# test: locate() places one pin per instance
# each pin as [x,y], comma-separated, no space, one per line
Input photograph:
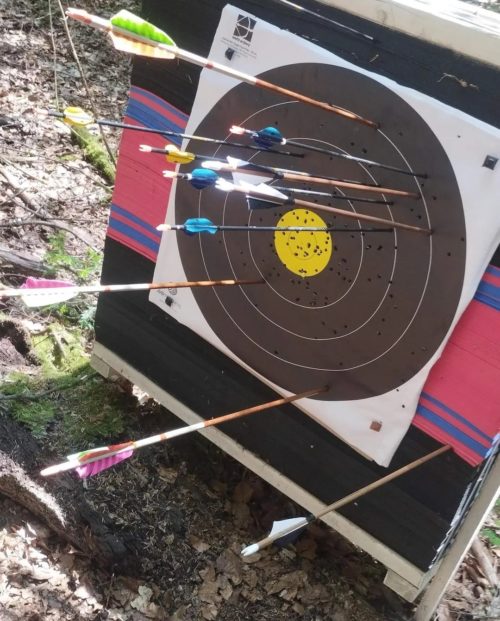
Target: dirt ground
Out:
[175,516]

● ● ●

# Prompt
Transcribe the listing in full and omit the pictures.

# Output of the exercise
# test: locate() places one pin per instance
# each pin as [x,y], comma-separated, no space, one per line
Input photograph:
Target: dirt ground
Out:
[175,516]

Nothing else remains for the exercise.